_How to complete this task_:
Which of the lines in the listing that follows hold "wooden"? Pull each one out.
··········
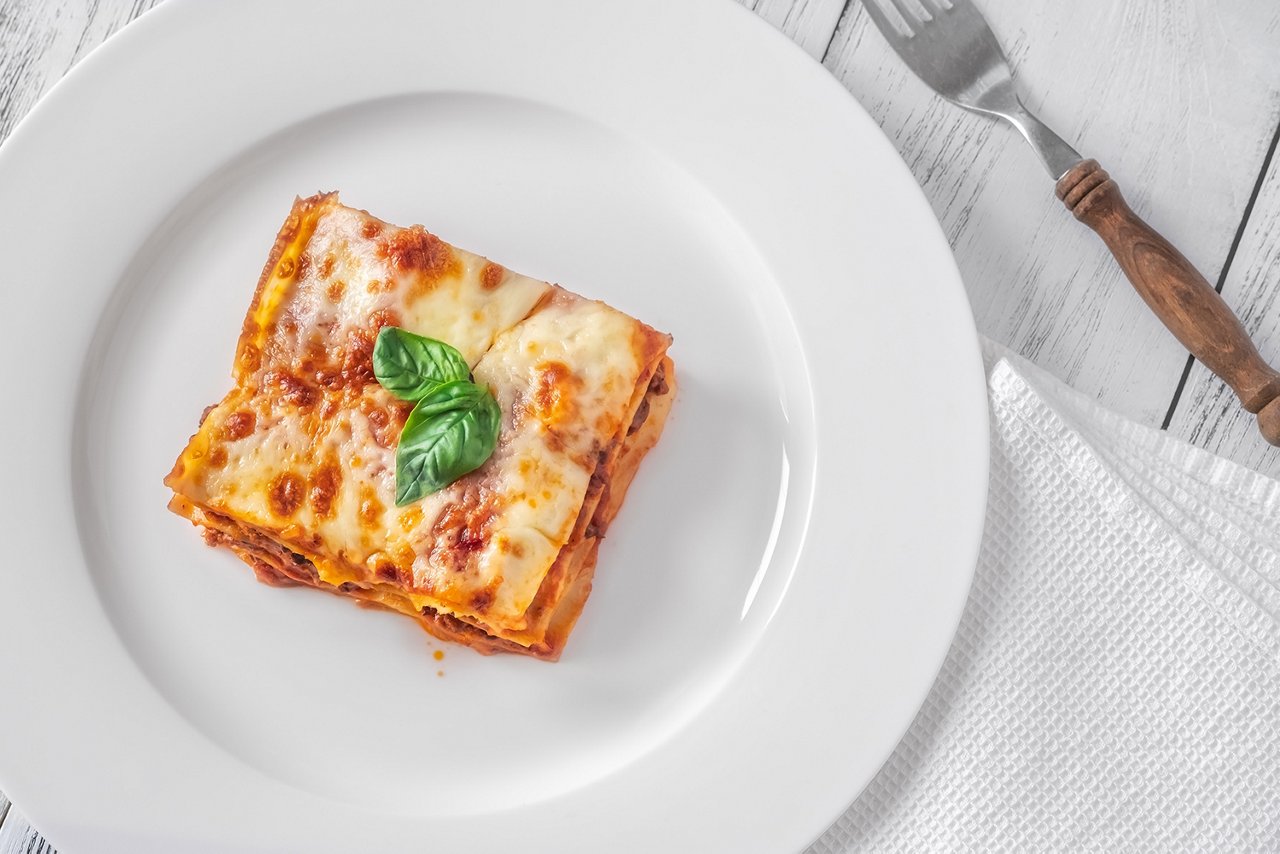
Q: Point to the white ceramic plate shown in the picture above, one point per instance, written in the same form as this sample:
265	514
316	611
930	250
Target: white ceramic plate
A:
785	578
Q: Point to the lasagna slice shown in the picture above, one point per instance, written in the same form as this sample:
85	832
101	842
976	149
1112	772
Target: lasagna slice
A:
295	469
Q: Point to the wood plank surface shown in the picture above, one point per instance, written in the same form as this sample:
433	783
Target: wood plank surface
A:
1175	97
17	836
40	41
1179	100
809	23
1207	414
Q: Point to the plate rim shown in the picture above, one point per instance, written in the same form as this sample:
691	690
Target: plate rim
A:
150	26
··········
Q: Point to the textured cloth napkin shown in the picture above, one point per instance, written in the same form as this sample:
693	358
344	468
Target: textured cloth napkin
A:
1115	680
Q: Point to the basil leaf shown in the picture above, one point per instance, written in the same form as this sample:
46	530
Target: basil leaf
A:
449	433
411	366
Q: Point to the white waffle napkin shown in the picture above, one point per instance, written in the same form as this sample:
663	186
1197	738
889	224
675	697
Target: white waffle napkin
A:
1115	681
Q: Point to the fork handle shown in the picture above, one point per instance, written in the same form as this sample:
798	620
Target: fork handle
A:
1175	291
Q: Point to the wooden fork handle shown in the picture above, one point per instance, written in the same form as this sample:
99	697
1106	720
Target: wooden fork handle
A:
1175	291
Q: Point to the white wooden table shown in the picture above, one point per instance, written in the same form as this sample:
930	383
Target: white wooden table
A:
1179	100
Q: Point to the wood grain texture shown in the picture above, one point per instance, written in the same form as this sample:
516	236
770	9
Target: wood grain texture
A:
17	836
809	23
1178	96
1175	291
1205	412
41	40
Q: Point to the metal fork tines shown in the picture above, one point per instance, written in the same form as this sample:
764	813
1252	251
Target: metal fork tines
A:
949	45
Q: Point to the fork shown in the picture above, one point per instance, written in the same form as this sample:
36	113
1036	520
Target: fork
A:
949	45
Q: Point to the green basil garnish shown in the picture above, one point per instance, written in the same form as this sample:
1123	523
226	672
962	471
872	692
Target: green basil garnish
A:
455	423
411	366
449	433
··········
_Exercise solution_:
Q: Point to the wooden fork handle shown in the picture above, one point per instance, written in the same form as this sample:
Target: wooden fork handle
Q: Point to the white wooden table shown in the picture above, one point per instance, written in the same form as this sample:
Target: white wooden table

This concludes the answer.